**Task brief:**
Rewrite the passage on the decline of Great Zimbabwe, beginning at the words "5. How Did the" and stopping after "on this question.", with "speculation" replaced by "debate".

**Document excerpt:**

5. How Did the Civilization Decline?

Great Zimbabwe declined and was abandoned around 1450 AD for unknown reasons. The migrants left Zimbabwe and founded the northern kingdom of Monomotapa and other successor states. There has been much speculation about Zimbabwe’s decline as theories of its fall have ranged from over-farming, the population depleting the land resources, a drastic weather change, and a decline in the important gold trade. Further research will have to provide more information on this question.

Much of the wealth which remained at Great Zimbabwe was removed through the centuries by European explorers, treasure hunters, souvenir seekers, and plunderers such as Richard Hall. The site is but a shell of what it once was, as the artifacts were vandalized by these European groups and destroyed or hauled away by them and eventually sent to various museums throughout Europe, America, and South Africa. Today, there are about 20,000 tourists who visit the site each year and they continue to cause additional damage to the ruins, as these tourists climb the walls for thrills and to find souvenirs.


  • Written Sources: There are no primary written documents available regarding Great Zimbabwe.

**Given data:**

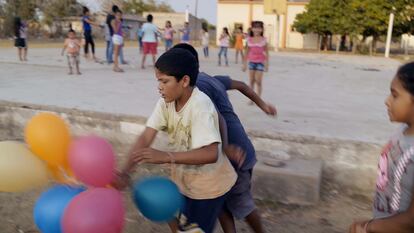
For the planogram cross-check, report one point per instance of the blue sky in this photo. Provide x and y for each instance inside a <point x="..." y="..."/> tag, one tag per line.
<point x="206" y="8"/>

**Solution to the problem:**
5. How Did the Civilization Decline?

Great Zimbabwe declined and was abandoned around 1450 AD for unknown reasons. The migrants left Zimbabwe and founded the northern kingdom of Monomotapa and other successor states. There has been much debate about Zimbabwe’s decline as theories of its fall have ranged from over-farming, the population depleting the land resources, a drastic weather change, and a decline in the important gold trade. Further research will have to provide more information on this question.